- [Soal 1]: Dalam teks tentang ilmu pengetahuan Islam masa klasik, dari kalangan mana berasal orang-orang yang mengharamkan filsafat?
- [Soal 2]: Tulis ulang teks tentang ilmu pengetahuan Islam masa klasik, seluruhnya mulai dari "Kontak umat Islam" terus sampai "fikih yang ketat.", dengan kata "filsafat" diganti menjadi "falsafah".

- [Teks Sumber]:
--

Kontak umat Islam dengan  ilmu pengetahuan lain di luar umat Islam seperti filsafat dari Yunani turut mendukung majunnya umat Islam pada masa klasik ini. Islam yang sejak awal menurut Harun Nasution sangat mengapresiasi akal pikiran bertemu dengan tradisi berpikir filosofis bangsa Yunani yang menjadi katalisator (pemercepat) perkembangan Ilmu pengetahuan di dunia muslim waktu itu. Umat Islam secara umum tidak anti terhadap perkembangan keilmuan khususnya filsafat meskipun ada beberapa yang mengharamkannya dari kalangan ahli fikih yang ketat.

Sikap aware terhadap kebudayaan ilmu pengetahuan dari berbagai bangsa tersebut yang pada akhirnya melahirkan para ilmuwan terkenal seperti Al-Kindi, Al-Farabi, Ibnu Sina, Ibnu Al-Haytam, Ibnu Rusydi, Al-Ghazali, Al-Biruni, Al-Khawarizmi dan yang lainnya. Pengaruh filsafat bukan hanya masuk dalam lapangan ilmu umum seperti astronomi atau matematika, namun juga berpengaruh terhadap teologi dan tasawuf (mistisme Islam).

--

- [Kumpulan Data]:
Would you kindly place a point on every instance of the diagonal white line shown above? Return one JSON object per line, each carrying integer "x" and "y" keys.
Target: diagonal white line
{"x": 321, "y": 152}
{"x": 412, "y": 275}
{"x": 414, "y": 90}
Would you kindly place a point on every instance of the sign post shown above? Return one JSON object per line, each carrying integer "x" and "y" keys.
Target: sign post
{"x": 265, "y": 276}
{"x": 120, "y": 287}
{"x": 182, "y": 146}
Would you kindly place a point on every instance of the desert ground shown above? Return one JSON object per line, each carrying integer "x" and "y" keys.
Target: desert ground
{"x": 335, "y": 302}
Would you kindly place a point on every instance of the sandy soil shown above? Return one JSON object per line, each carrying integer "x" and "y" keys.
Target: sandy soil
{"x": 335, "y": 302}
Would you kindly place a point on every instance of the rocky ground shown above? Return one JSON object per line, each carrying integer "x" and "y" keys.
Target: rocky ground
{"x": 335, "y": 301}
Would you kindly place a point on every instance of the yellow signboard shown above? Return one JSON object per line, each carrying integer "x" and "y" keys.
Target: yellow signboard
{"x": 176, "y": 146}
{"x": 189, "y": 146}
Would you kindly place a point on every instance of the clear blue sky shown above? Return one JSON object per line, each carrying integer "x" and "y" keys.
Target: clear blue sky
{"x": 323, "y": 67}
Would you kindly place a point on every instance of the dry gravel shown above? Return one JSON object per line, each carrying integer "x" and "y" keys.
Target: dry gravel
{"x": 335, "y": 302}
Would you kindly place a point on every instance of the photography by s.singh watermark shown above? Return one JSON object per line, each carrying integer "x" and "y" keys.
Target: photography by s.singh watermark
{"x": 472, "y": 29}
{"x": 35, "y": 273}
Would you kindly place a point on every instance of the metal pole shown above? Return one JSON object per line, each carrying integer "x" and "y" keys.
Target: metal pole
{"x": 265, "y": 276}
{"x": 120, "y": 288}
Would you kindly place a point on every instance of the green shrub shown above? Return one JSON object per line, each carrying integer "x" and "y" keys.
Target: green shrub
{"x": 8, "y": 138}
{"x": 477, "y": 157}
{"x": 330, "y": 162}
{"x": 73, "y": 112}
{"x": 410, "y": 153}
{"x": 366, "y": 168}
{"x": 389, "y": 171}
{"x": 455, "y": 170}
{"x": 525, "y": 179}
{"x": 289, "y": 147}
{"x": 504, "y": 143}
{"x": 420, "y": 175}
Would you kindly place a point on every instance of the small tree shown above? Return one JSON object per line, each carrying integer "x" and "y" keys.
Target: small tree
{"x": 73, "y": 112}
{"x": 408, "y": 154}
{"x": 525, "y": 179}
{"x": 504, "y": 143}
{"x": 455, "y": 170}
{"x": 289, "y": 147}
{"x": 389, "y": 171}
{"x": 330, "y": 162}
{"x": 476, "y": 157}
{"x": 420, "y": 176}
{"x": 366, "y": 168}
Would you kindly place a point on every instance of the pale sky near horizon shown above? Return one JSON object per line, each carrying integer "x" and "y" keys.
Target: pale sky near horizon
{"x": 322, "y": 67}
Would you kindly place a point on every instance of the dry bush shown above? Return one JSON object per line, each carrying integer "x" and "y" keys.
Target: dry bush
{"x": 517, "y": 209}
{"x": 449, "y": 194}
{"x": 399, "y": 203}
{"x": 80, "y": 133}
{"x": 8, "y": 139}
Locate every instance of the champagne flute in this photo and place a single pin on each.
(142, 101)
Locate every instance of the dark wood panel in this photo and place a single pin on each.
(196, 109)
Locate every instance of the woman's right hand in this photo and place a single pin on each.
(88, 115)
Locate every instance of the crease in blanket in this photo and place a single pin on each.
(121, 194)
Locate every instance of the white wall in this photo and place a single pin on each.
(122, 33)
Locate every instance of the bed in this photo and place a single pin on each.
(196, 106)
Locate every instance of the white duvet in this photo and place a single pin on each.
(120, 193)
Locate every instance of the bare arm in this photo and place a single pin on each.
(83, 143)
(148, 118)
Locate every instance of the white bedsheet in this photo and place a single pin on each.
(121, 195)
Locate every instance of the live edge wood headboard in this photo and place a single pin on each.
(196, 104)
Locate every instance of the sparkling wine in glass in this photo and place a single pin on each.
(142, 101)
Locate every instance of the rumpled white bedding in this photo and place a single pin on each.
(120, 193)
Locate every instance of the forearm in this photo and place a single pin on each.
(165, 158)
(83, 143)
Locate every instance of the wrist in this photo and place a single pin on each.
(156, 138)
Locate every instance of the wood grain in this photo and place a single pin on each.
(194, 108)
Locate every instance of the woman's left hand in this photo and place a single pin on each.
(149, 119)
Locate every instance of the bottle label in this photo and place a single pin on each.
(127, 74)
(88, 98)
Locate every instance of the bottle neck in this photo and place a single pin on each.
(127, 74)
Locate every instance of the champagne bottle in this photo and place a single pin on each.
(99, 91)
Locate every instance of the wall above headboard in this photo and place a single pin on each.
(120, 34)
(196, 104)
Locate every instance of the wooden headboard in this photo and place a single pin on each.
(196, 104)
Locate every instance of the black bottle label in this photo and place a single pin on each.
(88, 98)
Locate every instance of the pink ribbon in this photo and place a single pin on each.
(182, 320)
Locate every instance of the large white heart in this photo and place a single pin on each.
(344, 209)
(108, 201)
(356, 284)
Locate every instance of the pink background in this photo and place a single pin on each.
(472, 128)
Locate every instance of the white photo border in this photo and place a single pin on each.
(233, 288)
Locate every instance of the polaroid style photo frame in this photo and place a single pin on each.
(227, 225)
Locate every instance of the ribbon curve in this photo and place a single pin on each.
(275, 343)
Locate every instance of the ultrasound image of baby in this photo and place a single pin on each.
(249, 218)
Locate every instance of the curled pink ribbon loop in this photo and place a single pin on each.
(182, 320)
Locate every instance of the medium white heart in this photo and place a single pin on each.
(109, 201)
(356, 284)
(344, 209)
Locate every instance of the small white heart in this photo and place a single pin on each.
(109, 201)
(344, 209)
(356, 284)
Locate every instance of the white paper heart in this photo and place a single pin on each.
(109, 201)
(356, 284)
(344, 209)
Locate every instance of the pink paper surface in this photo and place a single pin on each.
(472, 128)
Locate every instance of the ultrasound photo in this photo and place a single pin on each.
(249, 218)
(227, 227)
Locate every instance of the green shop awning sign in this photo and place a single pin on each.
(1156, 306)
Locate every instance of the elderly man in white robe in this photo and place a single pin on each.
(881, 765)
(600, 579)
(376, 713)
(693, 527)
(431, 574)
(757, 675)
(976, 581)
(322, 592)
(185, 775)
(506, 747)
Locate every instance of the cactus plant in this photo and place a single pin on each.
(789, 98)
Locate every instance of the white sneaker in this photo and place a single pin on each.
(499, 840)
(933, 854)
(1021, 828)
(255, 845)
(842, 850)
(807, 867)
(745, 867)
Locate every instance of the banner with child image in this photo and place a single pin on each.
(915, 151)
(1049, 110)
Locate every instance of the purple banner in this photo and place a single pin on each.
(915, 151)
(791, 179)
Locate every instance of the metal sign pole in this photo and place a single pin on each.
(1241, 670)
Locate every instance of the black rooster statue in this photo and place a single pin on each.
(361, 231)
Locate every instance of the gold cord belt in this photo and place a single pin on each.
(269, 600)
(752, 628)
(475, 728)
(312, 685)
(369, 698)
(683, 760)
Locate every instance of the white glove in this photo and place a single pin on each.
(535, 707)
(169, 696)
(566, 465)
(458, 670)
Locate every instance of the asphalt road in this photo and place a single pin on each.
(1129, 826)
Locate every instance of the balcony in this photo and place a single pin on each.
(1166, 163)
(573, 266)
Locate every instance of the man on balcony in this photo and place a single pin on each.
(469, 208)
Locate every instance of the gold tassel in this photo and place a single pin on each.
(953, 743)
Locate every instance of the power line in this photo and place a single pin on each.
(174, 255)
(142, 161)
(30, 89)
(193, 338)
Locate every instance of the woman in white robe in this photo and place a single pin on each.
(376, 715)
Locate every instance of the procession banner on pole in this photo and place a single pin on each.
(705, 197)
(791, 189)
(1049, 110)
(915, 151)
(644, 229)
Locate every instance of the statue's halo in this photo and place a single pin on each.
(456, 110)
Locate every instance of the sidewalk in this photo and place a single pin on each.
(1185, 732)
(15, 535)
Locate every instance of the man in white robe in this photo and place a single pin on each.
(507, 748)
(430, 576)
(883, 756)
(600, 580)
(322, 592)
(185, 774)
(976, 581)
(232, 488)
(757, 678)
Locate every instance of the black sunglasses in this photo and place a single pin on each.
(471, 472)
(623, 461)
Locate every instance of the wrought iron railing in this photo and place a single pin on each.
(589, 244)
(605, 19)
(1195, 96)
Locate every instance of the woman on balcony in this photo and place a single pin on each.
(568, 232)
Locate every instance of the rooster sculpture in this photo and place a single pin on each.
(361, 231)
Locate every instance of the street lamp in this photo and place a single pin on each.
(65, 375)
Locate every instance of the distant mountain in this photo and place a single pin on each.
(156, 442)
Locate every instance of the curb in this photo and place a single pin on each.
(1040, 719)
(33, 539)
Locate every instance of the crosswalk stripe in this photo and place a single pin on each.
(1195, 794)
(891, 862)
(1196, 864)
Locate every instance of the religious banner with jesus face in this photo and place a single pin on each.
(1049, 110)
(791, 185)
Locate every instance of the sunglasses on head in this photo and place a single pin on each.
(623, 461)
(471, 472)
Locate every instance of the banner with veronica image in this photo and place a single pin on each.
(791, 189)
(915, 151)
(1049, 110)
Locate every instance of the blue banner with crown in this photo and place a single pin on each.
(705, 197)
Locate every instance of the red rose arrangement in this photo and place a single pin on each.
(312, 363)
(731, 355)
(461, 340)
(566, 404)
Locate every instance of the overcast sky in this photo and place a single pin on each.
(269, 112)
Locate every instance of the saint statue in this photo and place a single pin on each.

--

- [Jawaban 1]: Dari kalangan ahli fikih yang ketat.

- [Jawaban 2]:
Kontak umat Islam dengan  ilmu pengetahuan lain di luar umat Islam seperti falsafah dari Yunani turut mendukung majunnya umat Islam pada masa klasik ini. Islam yang sejak awal menurut Harun Nasution sangat mengapresiasi akal pikiran bertemu dengan tradisi berpikir filosofis bangsa Yunani yang menjadi katalisator (pemercepat) perkembangan Ilmu pengetahuan di dunia muslim waktu itu. Umat Islam secara umum tidak anti terhadap perkembangan keilmuan khususnya falsafah meskipun ada beberapa yang mengharamkannya dari kalangan ahli fikih yang ketat.